§ **WHAT YOU ARE ASKED TO DO**
Format everything from the first of the lines below down to the line containing "x=387 y=306", that line included, as a Markdown table with the columns No. and Text. Skip blank lines and leave the pictures out of the table.

══════════

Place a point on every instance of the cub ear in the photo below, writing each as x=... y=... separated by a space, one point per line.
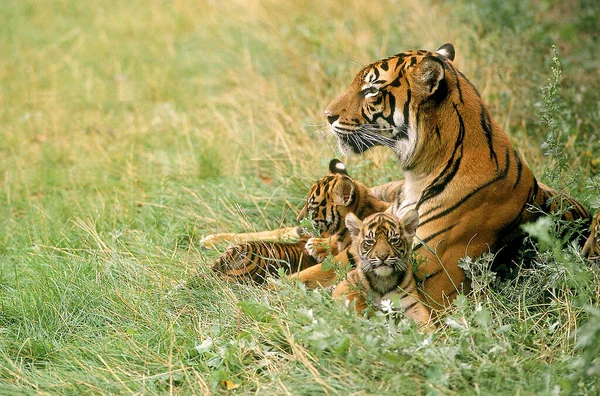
x=343 y=191
x=447 y=51
x=410 y=221
x=353 y=224
x=303 y=213
x=430 y=73
x=337 y=167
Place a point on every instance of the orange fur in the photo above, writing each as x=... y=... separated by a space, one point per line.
x=469 y=185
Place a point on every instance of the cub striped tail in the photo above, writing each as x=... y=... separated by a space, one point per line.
x=255 y=260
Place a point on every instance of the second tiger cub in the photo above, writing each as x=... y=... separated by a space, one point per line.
x=383 y=245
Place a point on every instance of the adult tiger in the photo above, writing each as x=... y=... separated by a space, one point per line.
x=469 y=185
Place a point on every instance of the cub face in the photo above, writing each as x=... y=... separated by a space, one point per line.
x=383 y=242
x=328 y=200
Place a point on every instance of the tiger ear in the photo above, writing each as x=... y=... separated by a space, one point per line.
x=343 y=191
x=353 y=224
x=447 y=51
x=430 y=73
x=337 y=167
x=410 y=221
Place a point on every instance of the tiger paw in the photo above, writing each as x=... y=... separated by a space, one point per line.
x=318 y=248
x=212 y=240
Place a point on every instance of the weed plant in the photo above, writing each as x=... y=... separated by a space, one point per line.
x=131 y=129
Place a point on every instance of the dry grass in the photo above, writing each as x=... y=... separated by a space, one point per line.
x=131 y=129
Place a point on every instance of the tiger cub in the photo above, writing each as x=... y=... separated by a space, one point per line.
x=255 y=260
x=591 y=249
x=383 y=245
x=327 y=203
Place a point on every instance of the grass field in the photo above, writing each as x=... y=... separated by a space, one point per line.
x=131 y=129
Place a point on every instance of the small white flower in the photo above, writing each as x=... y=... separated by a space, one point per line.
x=387 y=306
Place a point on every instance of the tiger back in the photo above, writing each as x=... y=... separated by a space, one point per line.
x=470 y=186
x=383 y=247
x=255 y=260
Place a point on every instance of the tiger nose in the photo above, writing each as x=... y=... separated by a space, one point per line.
x=331 y=118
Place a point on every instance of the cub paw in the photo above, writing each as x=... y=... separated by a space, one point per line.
x=212 y=240
x=318 y=248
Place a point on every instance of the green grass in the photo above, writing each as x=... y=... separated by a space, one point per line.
x=131 y=129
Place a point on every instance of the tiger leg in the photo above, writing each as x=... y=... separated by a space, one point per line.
x=389 y=192
x=281 y=235
x=316 y=276
x=552 y=201
x=591 y=249
x=441 y=277
x=320 y=248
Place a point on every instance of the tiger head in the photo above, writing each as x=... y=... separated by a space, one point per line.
x=383 y=242
x=329 y=199
x=381 y=106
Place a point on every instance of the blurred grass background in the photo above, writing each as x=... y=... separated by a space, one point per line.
x=131 y=129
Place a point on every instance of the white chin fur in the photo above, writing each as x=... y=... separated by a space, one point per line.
x=383 y=271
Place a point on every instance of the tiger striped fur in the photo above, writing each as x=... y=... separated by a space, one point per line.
x=255 y=260
x=327 y=203
x=462 y=174
x=383 y=245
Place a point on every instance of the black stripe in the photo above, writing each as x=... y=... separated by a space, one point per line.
x=430 y=237
x=519 y=169
x=351 y=259
x=469 y=83
x=433 y=275
x=486 y=124
x=464 y=199
x=438 y=184
x=458 y=88
x=404 y=129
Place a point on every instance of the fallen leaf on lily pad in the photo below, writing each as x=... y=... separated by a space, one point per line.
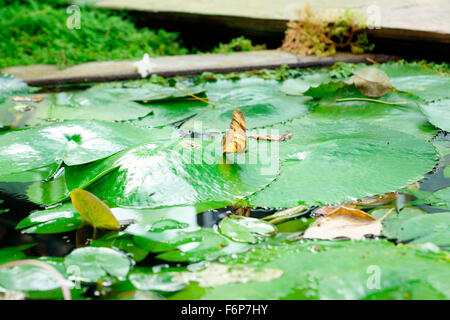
x=36 y=98
x=345 y=223
x=220 y=274
x=235 y=139
x=286 y=214
x=93 y=210
x=272 y=137
x=372 y=82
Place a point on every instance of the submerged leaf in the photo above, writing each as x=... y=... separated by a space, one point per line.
x=244 y=229
x=235 y=139
x=345 y=223
x=438 y=113
x=93 y=210
x=94 y=263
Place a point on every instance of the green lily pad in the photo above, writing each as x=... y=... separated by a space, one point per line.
x=438 y=113
x=329 y=270
x=35 y=282
x=327 y=163
x=393 y=222
x=299 y=86
x=261 y=101
x=48 y=192
x=74 y=142
x=433 y=228
x=244 y=229
x=179 y=173
x=417 y=79
x=13 y=253
x=59 y=219
x=407 y=118
x=95 y=263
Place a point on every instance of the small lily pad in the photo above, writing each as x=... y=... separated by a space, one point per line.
x=95 y=263
x=244 y=229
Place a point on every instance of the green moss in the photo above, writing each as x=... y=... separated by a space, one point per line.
x=35 y=32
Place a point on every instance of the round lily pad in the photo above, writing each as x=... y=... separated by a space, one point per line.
x=74 y=142
x=333 y=162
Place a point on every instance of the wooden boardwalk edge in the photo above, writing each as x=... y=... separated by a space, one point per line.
x=48 y=75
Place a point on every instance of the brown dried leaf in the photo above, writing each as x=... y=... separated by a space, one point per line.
x=235 y=139
x=36 y=98
x=384 y=198
x=345 y=223
x=271 y=137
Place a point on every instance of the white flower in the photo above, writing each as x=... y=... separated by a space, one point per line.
x=144 y=66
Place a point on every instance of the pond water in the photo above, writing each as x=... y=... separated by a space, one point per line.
x=154 y=155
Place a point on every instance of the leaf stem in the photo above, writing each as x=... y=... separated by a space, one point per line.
x=195 y=97
x=371 y=100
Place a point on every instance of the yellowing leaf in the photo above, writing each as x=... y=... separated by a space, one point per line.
x=345 y=223
x=93 y=210
x=372 y=82
x=272 y=137
x=235 y=139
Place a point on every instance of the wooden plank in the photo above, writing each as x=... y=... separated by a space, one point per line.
x=398 y=19
x=45 y=75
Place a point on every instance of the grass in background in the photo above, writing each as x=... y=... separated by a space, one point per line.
x=35 y=32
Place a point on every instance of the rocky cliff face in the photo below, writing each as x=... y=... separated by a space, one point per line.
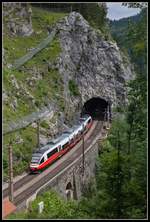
x=78 y=62
x=95 y=64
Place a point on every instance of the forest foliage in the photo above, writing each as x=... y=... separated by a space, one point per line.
x=121 y=172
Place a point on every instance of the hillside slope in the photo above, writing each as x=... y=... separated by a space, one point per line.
x=77 y=65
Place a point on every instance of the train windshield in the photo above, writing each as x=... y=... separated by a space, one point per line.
x=36 y=158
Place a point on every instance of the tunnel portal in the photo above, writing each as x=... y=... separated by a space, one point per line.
x=96 y=107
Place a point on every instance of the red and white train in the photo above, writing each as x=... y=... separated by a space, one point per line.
x=57 y=147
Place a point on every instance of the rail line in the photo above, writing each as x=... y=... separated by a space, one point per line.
x=49 y=173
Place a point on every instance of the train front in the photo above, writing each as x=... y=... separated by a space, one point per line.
x=35 y=161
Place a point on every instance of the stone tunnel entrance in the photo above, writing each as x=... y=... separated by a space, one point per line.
x=98 y=108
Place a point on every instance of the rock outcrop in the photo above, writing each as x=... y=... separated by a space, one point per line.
x=94 y=63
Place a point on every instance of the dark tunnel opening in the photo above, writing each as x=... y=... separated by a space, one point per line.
x=97 y=108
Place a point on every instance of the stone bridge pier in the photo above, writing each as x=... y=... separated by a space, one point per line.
x=70 y=184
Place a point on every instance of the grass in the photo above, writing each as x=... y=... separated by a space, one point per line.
x=22 y=151
x=17 y=46
x=43 y=90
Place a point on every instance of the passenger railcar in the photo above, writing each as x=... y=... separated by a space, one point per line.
x=59 y=146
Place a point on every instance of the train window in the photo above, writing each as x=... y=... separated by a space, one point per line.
x=42 y=160
x=51 y=153
x=65 y=145
x=89 y=120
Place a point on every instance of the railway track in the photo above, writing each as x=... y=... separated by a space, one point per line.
x=40 y=179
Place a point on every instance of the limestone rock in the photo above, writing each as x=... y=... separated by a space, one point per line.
x=94 y=63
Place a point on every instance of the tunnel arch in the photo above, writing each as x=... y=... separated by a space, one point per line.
x=96 y=107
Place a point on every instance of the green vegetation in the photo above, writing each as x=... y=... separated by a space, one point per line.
x=21 y=151
x=31 y=94
x=73 y=88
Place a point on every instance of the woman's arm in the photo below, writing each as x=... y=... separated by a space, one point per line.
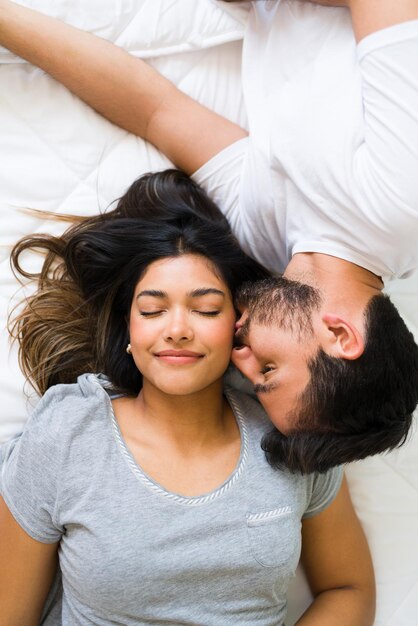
x=122 y=88
x=27 y=569
x=338 y=566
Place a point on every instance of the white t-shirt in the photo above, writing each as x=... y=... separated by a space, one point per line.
x=331 y=164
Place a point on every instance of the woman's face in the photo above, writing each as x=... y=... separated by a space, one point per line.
x=181 y=325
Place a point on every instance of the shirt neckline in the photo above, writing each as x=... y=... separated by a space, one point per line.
x=158 y=489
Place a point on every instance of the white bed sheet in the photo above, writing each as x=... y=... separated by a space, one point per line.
x=56 y=154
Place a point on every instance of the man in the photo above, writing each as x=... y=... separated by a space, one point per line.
x=322 y=188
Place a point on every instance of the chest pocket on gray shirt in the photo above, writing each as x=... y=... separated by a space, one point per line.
x=274 y=538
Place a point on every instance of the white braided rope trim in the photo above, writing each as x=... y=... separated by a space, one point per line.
x=191 y=501
x=259 y=518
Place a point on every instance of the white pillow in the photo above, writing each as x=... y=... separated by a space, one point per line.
x=146 y=28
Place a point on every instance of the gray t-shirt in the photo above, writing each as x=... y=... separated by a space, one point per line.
x=133 y=553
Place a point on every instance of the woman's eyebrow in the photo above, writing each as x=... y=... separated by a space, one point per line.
x=196 y=293
x=155 y=293
x=205 y=291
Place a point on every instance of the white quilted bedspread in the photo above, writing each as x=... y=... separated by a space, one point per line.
x=58 y=155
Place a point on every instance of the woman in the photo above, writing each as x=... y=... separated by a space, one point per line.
x=149 y=485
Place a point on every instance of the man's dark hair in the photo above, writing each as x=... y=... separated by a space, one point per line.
x=352 y=409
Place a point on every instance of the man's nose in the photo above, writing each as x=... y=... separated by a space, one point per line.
x=243 y=358
x=242 y=319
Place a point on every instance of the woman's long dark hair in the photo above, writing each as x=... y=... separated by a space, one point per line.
x=77 y=320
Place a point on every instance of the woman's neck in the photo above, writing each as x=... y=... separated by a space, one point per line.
x=188 y=421
x=188 y=444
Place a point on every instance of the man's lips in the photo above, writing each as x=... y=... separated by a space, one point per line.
x=178 y=357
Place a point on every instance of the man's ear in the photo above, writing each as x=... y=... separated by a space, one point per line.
x=342 y=339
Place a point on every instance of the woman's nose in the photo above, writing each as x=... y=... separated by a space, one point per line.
x=178 y=327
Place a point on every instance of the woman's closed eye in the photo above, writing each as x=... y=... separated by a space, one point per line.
x=207 y=313
x=151 y=313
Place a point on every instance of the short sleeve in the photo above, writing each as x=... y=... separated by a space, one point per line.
x=30 y=472
x=324 y=489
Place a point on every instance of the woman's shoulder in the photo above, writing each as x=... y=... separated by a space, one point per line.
x=64 y=406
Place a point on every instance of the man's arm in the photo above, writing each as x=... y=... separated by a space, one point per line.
x=338 y=566
x=370 y=16
x=122 y=88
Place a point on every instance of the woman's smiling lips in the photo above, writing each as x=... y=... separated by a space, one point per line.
x=178 y=357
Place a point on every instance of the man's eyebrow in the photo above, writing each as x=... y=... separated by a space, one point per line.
x=265 y=388
x=196 y=293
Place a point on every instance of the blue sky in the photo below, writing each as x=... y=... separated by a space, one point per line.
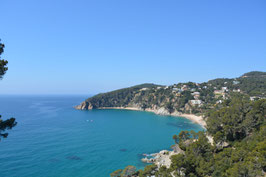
x=86 y=47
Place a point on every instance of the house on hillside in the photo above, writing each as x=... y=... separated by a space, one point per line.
x=195 y=102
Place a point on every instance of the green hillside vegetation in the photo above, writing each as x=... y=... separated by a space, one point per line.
x=241 y=124
x=190 y=97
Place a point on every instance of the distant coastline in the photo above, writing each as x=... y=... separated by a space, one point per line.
x=194 y=118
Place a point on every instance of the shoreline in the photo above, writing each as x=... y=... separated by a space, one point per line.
x=192 y=117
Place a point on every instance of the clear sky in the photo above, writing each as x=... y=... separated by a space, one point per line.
x=86 y=47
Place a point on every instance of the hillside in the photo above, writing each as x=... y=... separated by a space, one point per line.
x=190 y=97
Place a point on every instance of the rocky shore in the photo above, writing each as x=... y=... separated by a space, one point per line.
x=160 y=111
x=162 y=158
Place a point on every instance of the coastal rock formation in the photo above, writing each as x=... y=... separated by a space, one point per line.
x=163 y=158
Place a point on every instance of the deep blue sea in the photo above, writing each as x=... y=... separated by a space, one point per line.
x=52 y=139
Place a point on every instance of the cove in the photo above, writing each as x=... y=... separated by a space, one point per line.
x=53 y=139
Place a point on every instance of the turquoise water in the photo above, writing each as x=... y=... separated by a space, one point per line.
x=54 y=140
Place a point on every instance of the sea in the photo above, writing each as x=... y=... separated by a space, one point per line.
x=52 y=139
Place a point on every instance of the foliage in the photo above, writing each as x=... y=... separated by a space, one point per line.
x=239 y=122
x=9 y=123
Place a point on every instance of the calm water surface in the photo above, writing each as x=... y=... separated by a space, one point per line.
x=54 y=140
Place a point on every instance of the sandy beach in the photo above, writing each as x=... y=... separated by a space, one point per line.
x=196 y=119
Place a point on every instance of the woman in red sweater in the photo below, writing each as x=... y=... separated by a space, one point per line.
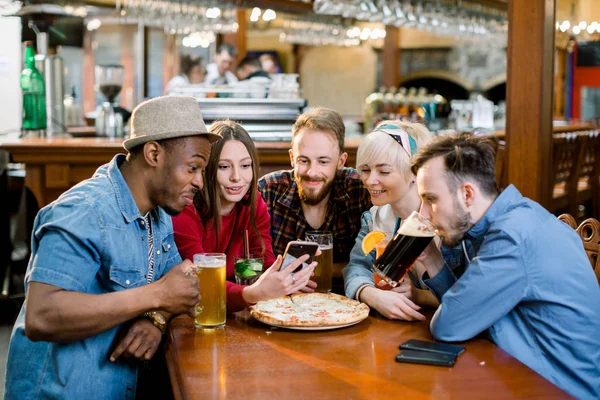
x=229 y=205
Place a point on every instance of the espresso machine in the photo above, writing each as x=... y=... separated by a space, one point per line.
x=109 y=81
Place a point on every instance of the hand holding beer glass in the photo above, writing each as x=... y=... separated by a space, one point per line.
x=401 y=252
x=210 y=268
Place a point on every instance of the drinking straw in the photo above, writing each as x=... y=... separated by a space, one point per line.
x=397 y=225
x=246 y=245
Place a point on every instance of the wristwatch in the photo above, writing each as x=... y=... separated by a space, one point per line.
x=157 y=319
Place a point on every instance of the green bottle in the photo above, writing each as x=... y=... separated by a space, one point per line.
x=34 y=93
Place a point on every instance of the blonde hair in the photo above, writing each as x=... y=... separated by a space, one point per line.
x=379 y=147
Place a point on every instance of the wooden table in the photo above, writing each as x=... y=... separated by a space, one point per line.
x=53 y=165
x=249 y=360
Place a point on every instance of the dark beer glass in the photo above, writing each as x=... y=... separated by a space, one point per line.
x=412 y=238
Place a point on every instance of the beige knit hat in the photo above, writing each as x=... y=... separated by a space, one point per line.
x=167 y=117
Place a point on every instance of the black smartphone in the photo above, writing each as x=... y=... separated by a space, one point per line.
x=426 y=358
x=297 y=249
x=443 y=348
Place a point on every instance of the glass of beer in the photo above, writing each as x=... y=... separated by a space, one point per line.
x=324 y=270
x=379 y=249
x=211 y=272
x=401 y=252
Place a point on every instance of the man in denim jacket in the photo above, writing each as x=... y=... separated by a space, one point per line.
x=105 y=274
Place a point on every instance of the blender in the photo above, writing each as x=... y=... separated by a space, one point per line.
x=109 y=81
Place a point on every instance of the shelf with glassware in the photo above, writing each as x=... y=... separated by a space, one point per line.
x=476 y=114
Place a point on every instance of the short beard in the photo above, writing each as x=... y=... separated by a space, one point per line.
x=460 y=225
x=312 y=199
x=171 y=211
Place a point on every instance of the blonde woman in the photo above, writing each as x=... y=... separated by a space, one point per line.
x=383 y=162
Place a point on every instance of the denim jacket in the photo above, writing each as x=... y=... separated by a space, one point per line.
x=92 y=239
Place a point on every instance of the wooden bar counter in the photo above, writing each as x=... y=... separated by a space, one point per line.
x=249 y=360
x=53 y=165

══════════

§ **EXERCISE RESPONSE**
| No. | Text |
|---|---|
| 1 | Place a point on every instance of the cub ear in the photo below, writing each as x=... y=... separated by a space, one point per line. |
| 2 | x=343 y=191 |
| 3 | x=447 y=51 |
| 4 | x=410 y=221 |
| 5 | x=353 y=224 |
| 6 | x=303 y=213 |
| 7 | x=430 y=73 |
| 8 | x=337 y=167 |
| 9 | Place a point on every instance of the orange fur in the photo above, writing each as x=... y=... separated by a space, one point per line. |
| 10 | x=469 y=185 |
| 11 | Place a point on every instance of the cub striped tail in the photo above, writing each as x=... y=... separated by a space, one point per line. |
| 12 | x=255 y=260 |
| 13 | Place a point on every instance of the second tiger cub in the photo above, writing each as x=... y=... separated by a space, one point per line. |
| 14 | x=383 y=245 |
| 15 | Place a point on every instance of the adult tiger in the photo above, writing each as x=... y=... separated by a space, one point per line. |
| 16 | x=469 y=185 |
| 17 | Place a point on every instance of the cub face in the photo above, writing each as x=... y=... separated by a space, one point per line. |
| 18 | x=383 y=242 |
| 19 | x=328 y=200 |
| 20 | Place a point on every instance of the tiger ear in the photo above, writing each as x=... y=... separated by a space, one point per line. |
| 21 | x=343 y=191 |
| 22 | x=353 y=224 |
| 23 | x=447 y=51 |
| 24 | x=430 y=73 |
| 25 | x=337 y=167 |
| 26 | x=410 y=221 |
| 27 | Place a point on every instance of the tiger paw in the photo above, writing each as x=... y=... separated by a space, one point per line. |
| 28 | x=318 y=248 |
| 29 | x=212 y=240 |
| 30 | Place a point on every instance of the weed plant in the photo above, writing each as x=... y=... separated by a space, one point per line. |
| 31 | x=131 y=129 |
| 32 | Place a point on every instance of the dry grass in the photo above, writing each as x=... y=... separated by a space, one point per line. |
| 33 | x=131 y=129 |
| 34 | Place a point on every instance of the tiger cub in the photo above, writing each as x=... y=... separated by a space, one point per line. |
| 35 | x=255 y=260 |
| 36 | x=591 y=249 |
| 37 | x=383 y=245 |
| 38 | x=327 y=203 |
| 39 | Place a point on every instance of the grass field in the photo above, writing each as x=... y=... separated by a space, one point per line. |
| 40 | x=131 y=129 |
| 41 | Place a point on every instance of the small white flower in the photo above, writing each as x=... y=... separated by a space, one point per line. |
| 42 | x=387 y=306 |